-- Set exercise --
Copy out every line of the rows below, requests included, and multiply only the coordinates in the answers by 0.45, rounding each to a whole number with halves going up. Leave the pictures out of your copy.

-- Records provided --
__________

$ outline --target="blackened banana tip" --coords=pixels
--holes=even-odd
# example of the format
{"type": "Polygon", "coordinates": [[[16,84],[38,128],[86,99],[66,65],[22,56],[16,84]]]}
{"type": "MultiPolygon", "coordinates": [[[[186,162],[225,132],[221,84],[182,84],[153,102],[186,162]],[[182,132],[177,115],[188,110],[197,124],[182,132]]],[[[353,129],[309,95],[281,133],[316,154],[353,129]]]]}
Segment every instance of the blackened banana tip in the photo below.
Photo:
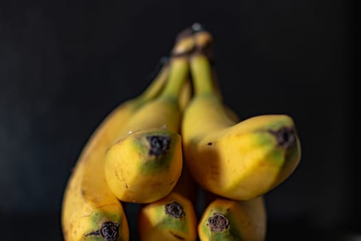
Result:
{"type": "Polygon", "coordinates": [[[284,148],[292,146],[296,142],[296,132],[292,127],[282,127],[271,133],[276,136],[278,145],[284,148]]]}
{"type": "Polygon", "coordinates": [[[228,227],[230,222],[227,218],[222,214],[219,213],[215,213],[210,217],[207,220],[207,226],[211,231],[220,232],[228,227]]]}
{"type": "Polygon", "coordinates": [[[165,205],[165,212],[166,214],[175,218],[179,218],[186,215],[183,210],[183,207],[177,202],[166,204],[165,205]]]}
{"type": "Polygon", "coordinates": [[[204,32],[206,31],[206,28],[204,28],[204,25],[199,23],[194,23],[192,24],[192,26],[190,27],[192,29],[193,34],[196,34],[199,32],[204,32]]]}
{"type": "Polygon", "coordinates": [[[149,155],[159,156],[166,154],[169,150],[171,140],[169,136],[147,136],[146,140],[151,145],[149,155]]]}

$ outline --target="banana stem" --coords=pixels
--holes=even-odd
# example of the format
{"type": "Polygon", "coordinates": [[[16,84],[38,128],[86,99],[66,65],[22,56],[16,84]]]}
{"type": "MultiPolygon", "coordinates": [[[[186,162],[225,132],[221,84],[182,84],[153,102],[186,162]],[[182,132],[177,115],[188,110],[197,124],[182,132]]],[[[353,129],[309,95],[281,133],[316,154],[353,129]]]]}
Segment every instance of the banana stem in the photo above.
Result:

__________

-- Task result --
$ outline --target="blackened banana tip" --coords=pixels
--holes=even-odd
# example of the format
{"type": "Polygon", "coordinates": [[[16,84],[38,128],[86,99],[66,65],[22,56],[16,84]]]}
{"type": "MultiPolygon", "coordinates": [[[[186,162],[225,132],[221,84],[182,84],[153,102],[186,162]],[[182,132],[177,115],[188,110],[197,124],[182,132]]],[[[353,129],[309,95],[281,133],[316,154],[353,129]]]]}
Segment every instance of the blackened banana tip in the photo below.
Photo:
Result:
{"type": "Polygon", "coordinates": [[[128,67],[131,66],[133,64],[133,59],[131,57],[127,57],[122,60],[124,61],[125,65],[128,67]]]}
{"type": "Polygon", "coordinates": [[[103,102],[104,100],[102,98],[100,96],[99,96],[97,96],[95,98],[93,99],[93,102],[95,104],[99,104],[103,102]]]}
{"type": "Polygon", "coordinates": [[[74,92],[74,95],[75,96],[79,98],[81,98],[84,97],[82,95],[82,93],[80,91],[75,92],[74,92]]]}
{"type": "Polygon", "coordinates": [[[92,14],[93,14],[93,13],[92,13],[92,11],[90,10],[87,10],[86,11],[86,12],[86,12],[86,13],[87,15],[88,15],[90,14],[92,14]]]}
{"type": "Polygon", "coordinates": [[[67,70],[72,70],[75,69],[76,68],[77,63],[76,61],[66,61],[66,63],[68,65],[67,70]]]}

$ outline --target="banana stem" --coords=pixels
--holes=even-odd
# example of the format
{"type": "Polygon", "coordinates": [[[16,84],[38,128],[86,99],[66,65],[22,56],[16,84]]]}
{"type": "MultiPolygon", "coordinates": [[[[186,162],[225,132],[221,84],[182,84],[153,102],[186,162]],[[182,132],[177,115],[188,110],[197,124],[182,132]]],[[[353,129],[309,95],[281,133],[316,154],[353,129]]]]}
Segment every instance of the banana stem in the photo above.
Result:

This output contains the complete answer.